__Written problem__
All entries below need to be written out exactly, but without their pictures.
— START OF Provided entries —
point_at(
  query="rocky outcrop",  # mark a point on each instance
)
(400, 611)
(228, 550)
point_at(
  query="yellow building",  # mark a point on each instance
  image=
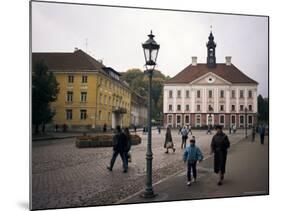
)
(91, 94)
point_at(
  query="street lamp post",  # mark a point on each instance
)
(150, 48)
(246, 122)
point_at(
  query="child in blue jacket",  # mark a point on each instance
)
(191, 155)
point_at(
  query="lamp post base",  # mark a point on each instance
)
(148, 194)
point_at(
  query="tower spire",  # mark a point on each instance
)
(211, 51)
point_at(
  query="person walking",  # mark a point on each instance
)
(104, 128)
(56, 128)
(189, 129)
(209, 130)
(169, 141)
(191, 155)
(120, 145)
(129, 144)
(219, 146)
(180, 129)
(262, 133)
(253, 133)
(234, 128)
(159, 129)
(184, 135)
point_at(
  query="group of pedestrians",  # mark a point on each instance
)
(192, 154)
(121, 146)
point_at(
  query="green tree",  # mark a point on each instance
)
(45, 89)
(138, 82)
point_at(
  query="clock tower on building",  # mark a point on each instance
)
(211, 52)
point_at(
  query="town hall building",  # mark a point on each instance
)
(210, 93)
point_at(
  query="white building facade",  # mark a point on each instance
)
(210, 94)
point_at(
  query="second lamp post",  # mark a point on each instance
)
(150, 48)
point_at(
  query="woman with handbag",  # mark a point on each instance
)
(169, 141)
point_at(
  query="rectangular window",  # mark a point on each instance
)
(187, 119)
(210, 94)
(83, 114)
(84, 79)
(250, 120)
(221, 119)
(109, 117)
(187, 93)
(100, 115)
(250, 94)
(198, 93)
(71, 79)
(233, 119)
(250, 107)
(222, 94)
(170, 107)
(179, 94)
(241, 94)
(170, 94)
(69, 114)
(241, 119)
(83, 97)
(241, 108)
(233, 94)
(69, 96)
(178, 119)
(170, 119)
(198, 120)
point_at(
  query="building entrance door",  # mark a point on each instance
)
(116, 120)
(210, 119)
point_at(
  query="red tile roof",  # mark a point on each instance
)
(227, 72)
(74, 61)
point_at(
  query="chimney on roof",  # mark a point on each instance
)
(194, 60)
(228, 60)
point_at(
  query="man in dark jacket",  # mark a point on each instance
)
(120, 145)
(219, 146)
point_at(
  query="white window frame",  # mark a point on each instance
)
(222, 115)
(178, 124)
(82, 117)
(234, 119)
(172, 120)
(67, 114)
(83, 97)
(200, 123)
(239, 122)
(67, 99)
(187, 123)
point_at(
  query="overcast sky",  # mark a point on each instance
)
(115, 36)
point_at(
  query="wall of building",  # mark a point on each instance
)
(104, 95)
(204, 101)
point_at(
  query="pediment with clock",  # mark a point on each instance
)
(210, 79)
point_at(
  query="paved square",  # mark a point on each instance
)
(65, 176)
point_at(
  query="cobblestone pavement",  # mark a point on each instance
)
(65, 176)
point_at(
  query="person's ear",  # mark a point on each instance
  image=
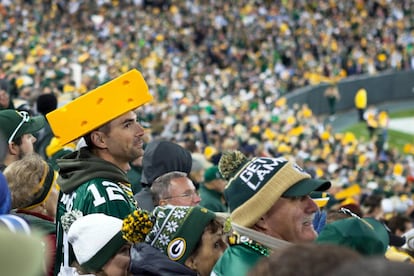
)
— END OF Provided entries —
__Response for this exercise__
point_at(
  query="rocky outcrop",  # mark a point on each instance
)
(400, 611)
(228, 550)
point_at(
  query="yellow building",  # mark a point on each instance
  image=
)
(91, 94)
point_at(
  query="street lamp post",  # mark a point on each instance
)
(150, 48)
(246, 122)
point_at(
  query="child in blue jacket",  # mark a point on each instance
)
(191, 155)
point_at(
  query="lamp post base",  # mark a point on each instance
)
(148, 194)
point_at(
  query="tower spire",  # mark a point on each instance
)
(211, 51)
point_at(
  query="person walking",  # mark a point on each instance
)
(104, 128)
(56, 128)
(189, 129)
(209, 130)
(169, 141)
(191, 155)
(120, 145)
(129, 144)
(219, 146)
(180, 129)
(262, 133)
(253, 133)
(234, 128)
(159, 129)
(184, 135)
point_at(
  query="group of pedestrians",  # mark a point on each instance
)
(192, 154)
(121, 146)
point_at(
  query="green tree",  # mark a point on each instance
)
(45, 89)
(138, 82)
point_at(
  query="clock tower on building",  # mark a point on each instance
)
(211, 52)
point_at(
  query="town hall building",  # mark a point on each instance
)
(210, 93)
point_at(
  query="white building facade",  # mark a point on each instance
)
(210, 94)
point_at(
  query="second lamp post",  # mark a point on each instance
)
(150, 48)
point_at(
  query="woman with handbag",  # mark a point on each instance
)
(169, 141)
point_at(
  query="rectangular window",  # mark a point on each instance
)
(187, 119)
(210, 94)
(83, 114)
(84, 79)
(250, 120)
(221, 119)
(109, 117)
(187, 93)
(100, 115)
(250, 94)
(198, 93)
(71, 79)
(233, 119)
(250, 107)
(222, 94)
(170, 107)
(179, 94)
(241, 94)
(170, 94)
(69, 114)
(241, 119)
(83, 97)
(241, 108)
(233, 94)
(69, 96)
(178, 119)
(170, 119)
(198, 120)
point_at(
  query="building entrance door",  # mark a point on each instance
)
(116, 120)
(210, 119)
point_at(
  query="red tile roof",  # mark a point on each instance
)
(227, 72)
(74, 61)
point_at(
  query="chimney on roof",  # mark a point on each instance
)
(194, 60)
(228, 60)
point_at(
  query="man in dark jacket",  # mark a point on each instance
)
(120, 145)
(219, 146)
point_at(
  query="white window frame",  # mark a point on each instance
)
(222, 115)
(178, 124)
(82, 117)
(234, 119)
(172, 120)
(67, 114)
(83, 97)
(200, 123)
(239, 122)
(67, 99)
(187, 123)
point_at(
  query="overcast sky",  # mark a point on each instance
)
(115, 36)
point_at(
  query="wall of building",  # mark a point on each instance
)
(104, 95)
(204, 101)
point_at(
  query="pediment with clock",  # mark a point on each instance
)
(210, 79)
point_at(
  query="paved square",  # mark a point on each instance
)
(65, 176)
point_at(
  query="cobblestone pavement",  # mark a point on each instance
)
(65, 176)
point_at(
  query="person's ear",  # mark a point on each instance
  image=
)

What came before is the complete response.